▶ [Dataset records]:
▼▼▼
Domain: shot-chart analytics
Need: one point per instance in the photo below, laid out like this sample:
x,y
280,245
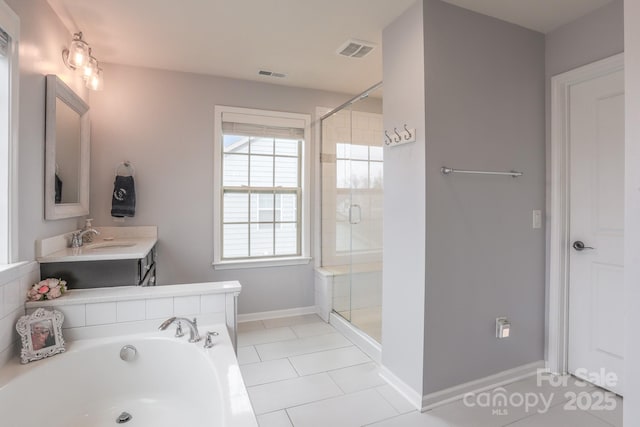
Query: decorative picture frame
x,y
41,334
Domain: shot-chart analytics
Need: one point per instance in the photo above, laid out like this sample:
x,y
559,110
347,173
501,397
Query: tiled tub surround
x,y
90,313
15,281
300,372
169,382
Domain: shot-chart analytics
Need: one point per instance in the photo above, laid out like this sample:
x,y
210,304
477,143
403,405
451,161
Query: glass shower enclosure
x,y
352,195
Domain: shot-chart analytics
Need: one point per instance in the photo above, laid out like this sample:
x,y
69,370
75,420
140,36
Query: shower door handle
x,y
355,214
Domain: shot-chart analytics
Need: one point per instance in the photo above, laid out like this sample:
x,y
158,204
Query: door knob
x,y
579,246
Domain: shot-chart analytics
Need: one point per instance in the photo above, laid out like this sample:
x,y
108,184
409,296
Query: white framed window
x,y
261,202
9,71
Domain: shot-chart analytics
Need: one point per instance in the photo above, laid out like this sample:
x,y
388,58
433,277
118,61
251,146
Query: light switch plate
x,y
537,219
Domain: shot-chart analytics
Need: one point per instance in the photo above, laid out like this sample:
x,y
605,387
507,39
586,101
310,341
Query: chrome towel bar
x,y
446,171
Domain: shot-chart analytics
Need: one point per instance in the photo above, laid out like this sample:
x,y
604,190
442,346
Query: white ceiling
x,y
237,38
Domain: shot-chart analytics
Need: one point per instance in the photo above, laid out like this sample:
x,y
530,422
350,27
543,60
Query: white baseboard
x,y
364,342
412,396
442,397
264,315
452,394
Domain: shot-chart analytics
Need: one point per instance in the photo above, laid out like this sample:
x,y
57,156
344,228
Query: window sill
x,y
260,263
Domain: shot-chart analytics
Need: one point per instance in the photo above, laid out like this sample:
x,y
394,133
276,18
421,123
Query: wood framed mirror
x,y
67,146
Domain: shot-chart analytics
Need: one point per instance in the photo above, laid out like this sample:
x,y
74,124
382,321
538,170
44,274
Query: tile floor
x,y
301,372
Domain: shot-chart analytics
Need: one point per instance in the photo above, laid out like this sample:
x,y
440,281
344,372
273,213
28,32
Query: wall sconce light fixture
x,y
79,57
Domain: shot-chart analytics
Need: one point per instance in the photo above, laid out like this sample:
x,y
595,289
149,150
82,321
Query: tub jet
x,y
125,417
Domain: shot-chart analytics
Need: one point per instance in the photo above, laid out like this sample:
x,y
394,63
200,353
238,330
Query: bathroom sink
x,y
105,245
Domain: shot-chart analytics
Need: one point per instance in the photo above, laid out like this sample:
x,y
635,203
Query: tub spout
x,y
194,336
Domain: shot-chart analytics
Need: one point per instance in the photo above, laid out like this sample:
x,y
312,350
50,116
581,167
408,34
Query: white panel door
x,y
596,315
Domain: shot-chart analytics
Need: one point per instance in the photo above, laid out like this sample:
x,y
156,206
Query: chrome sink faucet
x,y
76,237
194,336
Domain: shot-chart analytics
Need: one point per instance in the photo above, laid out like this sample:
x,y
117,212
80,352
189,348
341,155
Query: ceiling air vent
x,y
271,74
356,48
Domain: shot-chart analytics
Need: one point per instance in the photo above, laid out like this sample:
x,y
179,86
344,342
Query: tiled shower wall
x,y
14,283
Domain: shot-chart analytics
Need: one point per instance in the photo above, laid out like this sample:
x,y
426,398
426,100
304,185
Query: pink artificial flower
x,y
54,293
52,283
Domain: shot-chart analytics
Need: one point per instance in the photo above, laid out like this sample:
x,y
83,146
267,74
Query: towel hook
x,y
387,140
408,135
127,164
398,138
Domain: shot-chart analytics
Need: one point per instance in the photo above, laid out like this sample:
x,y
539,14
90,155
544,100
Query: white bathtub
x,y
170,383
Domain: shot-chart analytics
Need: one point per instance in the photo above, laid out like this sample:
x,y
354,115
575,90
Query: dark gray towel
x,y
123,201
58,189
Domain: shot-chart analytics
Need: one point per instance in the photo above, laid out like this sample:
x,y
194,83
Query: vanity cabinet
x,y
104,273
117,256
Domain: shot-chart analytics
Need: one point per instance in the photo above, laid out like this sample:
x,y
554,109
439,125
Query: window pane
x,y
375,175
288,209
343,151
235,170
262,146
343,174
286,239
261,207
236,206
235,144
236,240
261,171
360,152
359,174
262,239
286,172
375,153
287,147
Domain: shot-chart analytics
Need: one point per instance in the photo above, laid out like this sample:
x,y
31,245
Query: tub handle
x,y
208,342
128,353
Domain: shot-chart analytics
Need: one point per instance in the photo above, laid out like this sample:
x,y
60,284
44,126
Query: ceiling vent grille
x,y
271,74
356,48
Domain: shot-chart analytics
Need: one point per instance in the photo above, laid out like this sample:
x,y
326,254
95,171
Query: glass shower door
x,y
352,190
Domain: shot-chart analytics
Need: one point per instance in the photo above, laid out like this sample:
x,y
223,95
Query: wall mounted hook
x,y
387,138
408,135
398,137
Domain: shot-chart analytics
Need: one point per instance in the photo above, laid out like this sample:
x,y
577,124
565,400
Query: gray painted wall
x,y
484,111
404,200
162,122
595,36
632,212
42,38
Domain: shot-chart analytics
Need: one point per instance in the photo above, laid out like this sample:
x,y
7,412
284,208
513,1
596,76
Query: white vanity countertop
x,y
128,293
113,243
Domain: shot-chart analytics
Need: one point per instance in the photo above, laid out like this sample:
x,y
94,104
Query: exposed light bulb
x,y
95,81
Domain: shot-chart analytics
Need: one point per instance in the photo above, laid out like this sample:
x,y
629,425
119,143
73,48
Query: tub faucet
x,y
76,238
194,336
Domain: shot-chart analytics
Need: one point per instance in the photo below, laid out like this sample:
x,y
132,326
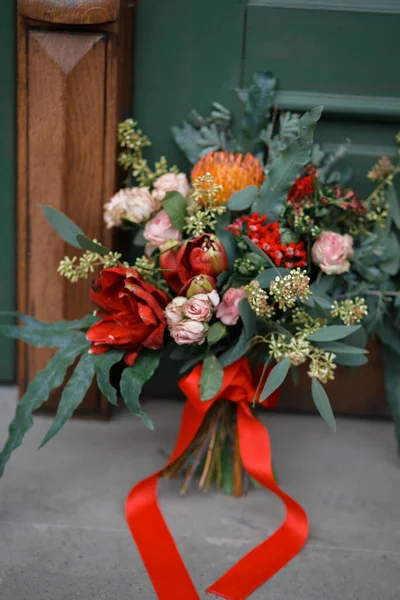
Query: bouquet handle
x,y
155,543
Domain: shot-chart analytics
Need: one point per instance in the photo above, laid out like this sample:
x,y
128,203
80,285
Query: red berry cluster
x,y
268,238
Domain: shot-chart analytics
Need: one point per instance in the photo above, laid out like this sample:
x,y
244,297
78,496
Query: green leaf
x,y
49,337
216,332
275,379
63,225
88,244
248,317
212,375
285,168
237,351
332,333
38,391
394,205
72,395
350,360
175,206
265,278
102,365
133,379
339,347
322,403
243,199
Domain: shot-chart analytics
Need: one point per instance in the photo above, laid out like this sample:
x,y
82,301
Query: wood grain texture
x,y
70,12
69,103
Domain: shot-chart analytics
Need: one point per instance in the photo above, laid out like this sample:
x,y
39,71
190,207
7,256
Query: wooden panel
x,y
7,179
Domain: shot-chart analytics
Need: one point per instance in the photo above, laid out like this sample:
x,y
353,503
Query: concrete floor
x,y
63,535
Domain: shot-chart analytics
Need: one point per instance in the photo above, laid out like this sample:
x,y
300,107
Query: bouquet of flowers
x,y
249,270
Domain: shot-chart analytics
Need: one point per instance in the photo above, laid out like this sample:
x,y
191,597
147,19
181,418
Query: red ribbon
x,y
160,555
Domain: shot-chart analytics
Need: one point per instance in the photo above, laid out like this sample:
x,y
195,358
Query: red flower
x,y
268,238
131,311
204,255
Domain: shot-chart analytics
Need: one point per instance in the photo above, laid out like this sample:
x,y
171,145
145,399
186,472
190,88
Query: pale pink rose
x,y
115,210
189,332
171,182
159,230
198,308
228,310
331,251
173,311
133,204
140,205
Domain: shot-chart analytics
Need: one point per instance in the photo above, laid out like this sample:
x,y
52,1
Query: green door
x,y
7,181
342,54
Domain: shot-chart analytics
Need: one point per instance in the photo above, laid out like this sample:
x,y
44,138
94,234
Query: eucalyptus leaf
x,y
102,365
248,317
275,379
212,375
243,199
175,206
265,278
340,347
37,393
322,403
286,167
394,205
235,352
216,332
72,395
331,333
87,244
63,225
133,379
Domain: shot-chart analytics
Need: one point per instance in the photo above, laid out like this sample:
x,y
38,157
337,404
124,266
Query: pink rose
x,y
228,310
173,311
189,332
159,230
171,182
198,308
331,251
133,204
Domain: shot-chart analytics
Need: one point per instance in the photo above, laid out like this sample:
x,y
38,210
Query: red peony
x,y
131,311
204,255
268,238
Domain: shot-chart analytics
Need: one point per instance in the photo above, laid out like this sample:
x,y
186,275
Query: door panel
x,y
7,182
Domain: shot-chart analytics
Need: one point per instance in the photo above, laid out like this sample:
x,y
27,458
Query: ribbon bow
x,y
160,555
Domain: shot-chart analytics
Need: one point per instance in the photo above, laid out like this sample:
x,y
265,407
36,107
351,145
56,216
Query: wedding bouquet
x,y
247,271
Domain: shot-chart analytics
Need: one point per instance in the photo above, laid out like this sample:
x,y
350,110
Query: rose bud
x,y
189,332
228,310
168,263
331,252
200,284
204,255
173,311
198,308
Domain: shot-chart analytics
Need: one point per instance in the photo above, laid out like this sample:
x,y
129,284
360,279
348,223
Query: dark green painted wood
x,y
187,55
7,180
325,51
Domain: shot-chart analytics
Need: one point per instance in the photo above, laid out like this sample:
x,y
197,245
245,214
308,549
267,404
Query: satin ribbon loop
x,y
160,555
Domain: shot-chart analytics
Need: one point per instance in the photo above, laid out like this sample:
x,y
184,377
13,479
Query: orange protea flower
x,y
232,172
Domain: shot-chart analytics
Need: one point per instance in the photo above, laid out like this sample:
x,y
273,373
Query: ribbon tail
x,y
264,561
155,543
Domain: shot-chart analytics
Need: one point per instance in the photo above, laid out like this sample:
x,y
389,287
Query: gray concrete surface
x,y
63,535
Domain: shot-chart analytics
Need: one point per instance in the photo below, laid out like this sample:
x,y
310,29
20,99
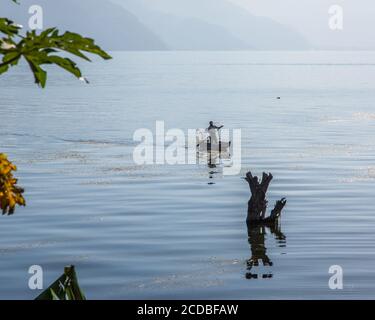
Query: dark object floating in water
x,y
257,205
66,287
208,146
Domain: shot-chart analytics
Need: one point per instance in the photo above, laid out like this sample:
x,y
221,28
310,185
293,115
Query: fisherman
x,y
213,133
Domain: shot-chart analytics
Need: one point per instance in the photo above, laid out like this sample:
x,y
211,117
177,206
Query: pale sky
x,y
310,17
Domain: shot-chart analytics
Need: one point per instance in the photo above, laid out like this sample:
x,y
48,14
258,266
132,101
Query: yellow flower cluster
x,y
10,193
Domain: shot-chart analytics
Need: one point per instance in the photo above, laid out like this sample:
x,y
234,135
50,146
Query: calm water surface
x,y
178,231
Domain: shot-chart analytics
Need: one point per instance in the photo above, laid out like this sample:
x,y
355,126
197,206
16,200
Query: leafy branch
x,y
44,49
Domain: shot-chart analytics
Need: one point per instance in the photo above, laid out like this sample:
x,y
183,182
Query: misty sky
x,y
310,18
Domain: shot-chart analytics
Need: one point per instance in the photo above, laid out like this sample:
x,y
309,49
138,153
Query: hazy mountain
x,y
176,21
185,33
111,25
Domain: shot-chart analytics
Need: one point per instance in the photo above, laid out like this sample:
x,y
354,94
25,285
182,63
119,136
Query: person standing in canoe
▲▲▲
▶ [Set exercise]: Pull out and copy every line of the records above that contains the word "white". Case counts.

▶ [Task result]:
Query: white framed window
Query: white ceiling
Query: white baseboard
Query: white panel door
Query: white bathtub
Query: white vanity countertop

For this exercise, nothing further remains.